Selected text
#wanderlust

I think I can safely say I have the wanderlust.  But what does that mean exactly? I want to travel, I want to write, I love to live vicariously thru others experiences and travels. Listening to courageous stories, sometimes outrageous, sometimes trying, but accessible somehow. I am able to picture myself in the scene. Trekking in Napal,  lounging on a beach in Mexico, traveling by boat in the middle of Southeast Asia, enjoying the local fare at a street market, reflecting on a sunset or comtemplating a sunrise.  Yes, I have the wanderlust.   

turkey...compliments of a fellow passionate traveler

turkey...compliments of a fellow passionate traveler

I have the resources to travel sometimes, mostly once a year, twice if I am lucky.  To far off destinations that take me out of my comfort zone and help me to feel truly far from home. But what about experiences closer, what about weekend trips, day hikes, and evening cocktails entertaining a new band. These elicit many of the same feelings that I want to have, that I feel a need for. It’s a bit like the air that I breath, and when I don’t do it for a while I feel suffocated. When I am doing it, often times, I feel giddy….like a child. Experiencing something I have felt before and long to feel again. Yes, I have the wanderlust.

I sometimes feel it when I get home from a long nite, and I am quiet in my apartment, I pick up a book or make a cup of tea, and I can feel that sense of being far away. Sometimes I feel it when I venture across the city on foot or by the bus, as if I am going to get off somewhere I have never been….even it is one of my favorite haunts. Yes, I have the wanderlust.

Goal of the exercise
Can you rewrite the wanderlust post from "I have the resources" up to and including "again. Yes, I have the wanderlust.", with "weekend trips" updated to "road trips"?

Records provided

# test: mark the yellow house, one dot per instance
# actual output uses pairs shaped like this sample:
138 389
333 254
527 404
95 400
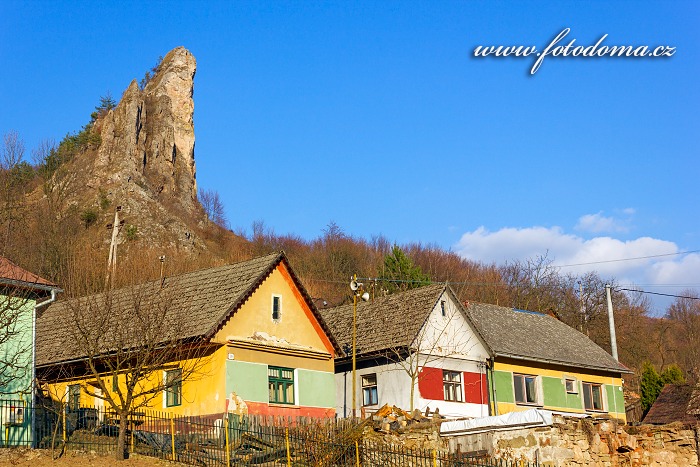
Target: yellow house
538 361
242 338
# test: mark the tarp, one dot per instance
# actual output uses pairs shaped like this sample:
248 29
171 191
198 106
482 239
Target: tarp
509 421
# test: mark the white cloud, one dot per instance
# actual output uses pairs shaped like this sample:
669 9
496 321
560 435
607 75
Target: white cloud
598 223
575 253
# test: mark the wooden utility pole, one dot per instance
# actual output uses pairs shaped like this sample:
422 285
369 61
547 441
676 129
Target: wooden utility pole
112 260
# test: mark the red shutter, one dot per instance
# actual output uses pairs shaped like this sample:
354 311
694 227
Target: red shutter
475 388
430 383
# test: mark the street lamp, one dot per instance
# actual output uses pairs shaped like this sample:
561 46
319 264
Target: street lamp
357 289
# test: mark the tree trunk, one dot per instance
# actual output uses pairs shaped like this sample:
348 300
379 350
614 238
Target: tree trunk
121 453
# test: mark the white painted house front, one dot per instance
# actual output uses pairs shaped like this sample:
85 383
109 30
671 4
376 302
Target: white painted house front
415 350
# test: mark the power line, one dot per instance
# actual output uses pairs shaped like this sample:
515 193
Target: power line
627 259
662 294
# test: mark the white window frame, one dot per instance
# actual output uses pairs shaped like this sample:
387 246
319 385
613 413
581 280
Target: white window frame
457 386
590 385
167 389
368 388
536 394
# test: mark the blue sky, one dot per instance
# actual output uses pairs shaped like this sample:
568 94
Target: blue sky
375 115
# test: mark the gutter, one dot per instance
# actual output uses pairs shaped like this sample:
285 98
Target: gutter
54 292
569 364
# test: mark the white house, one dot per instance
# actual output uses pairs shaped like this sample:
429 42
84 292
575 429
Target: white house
415 350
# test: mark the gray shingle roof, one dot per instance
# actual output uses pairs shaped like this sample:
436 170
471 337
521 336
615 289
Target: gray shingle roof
537 337
386 322
207 298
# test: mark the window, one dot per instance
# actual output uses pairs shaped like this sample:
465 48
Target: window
452 385
525 389
281 385
173 387
276 307
369 389
593 396
73 397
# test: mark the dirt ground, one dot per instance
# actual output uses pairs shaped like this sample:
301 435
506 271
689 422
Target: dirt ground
42 458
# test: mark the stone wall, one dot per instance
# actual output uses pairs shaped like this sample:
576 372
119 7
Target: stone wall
588 442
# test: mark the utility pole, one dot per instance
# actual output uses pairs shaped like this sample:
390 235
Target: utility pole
611 322
112 260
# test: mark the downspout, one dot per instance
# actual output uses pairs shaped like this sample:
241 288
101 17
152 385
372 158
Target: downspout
33 385
493 405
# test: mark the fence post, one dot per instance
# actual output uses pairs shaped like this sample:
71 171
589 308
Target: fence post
286 439
172 433
228 449
65 409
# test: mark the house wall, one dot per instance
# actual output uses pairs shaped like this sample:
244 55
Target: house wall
235 371
551 390
16 393
446 342
247 378
297 324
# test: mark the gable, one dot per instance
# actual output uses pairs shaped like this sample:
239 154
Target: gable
296 324
446 332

Result below
I have the resources to travel sometimes, mostly once a year, twice if I am lucky.  To far off destinations that take me out of my comfort zone and help me to feel truly far from home. But what about experiences closer, what about road trips, day hikes, and evening cocktails entertaining a new band. These elicit many of the same feelings that I want to have, that I feel a need for. It’s a bit like the air that I breath, and when I don’t do it for a while I feel suffocated. When I am doing it, often times, I feel giddy….like a child. Experiencing something I have felt before and long to feel again. Yes, I have the wanderlust.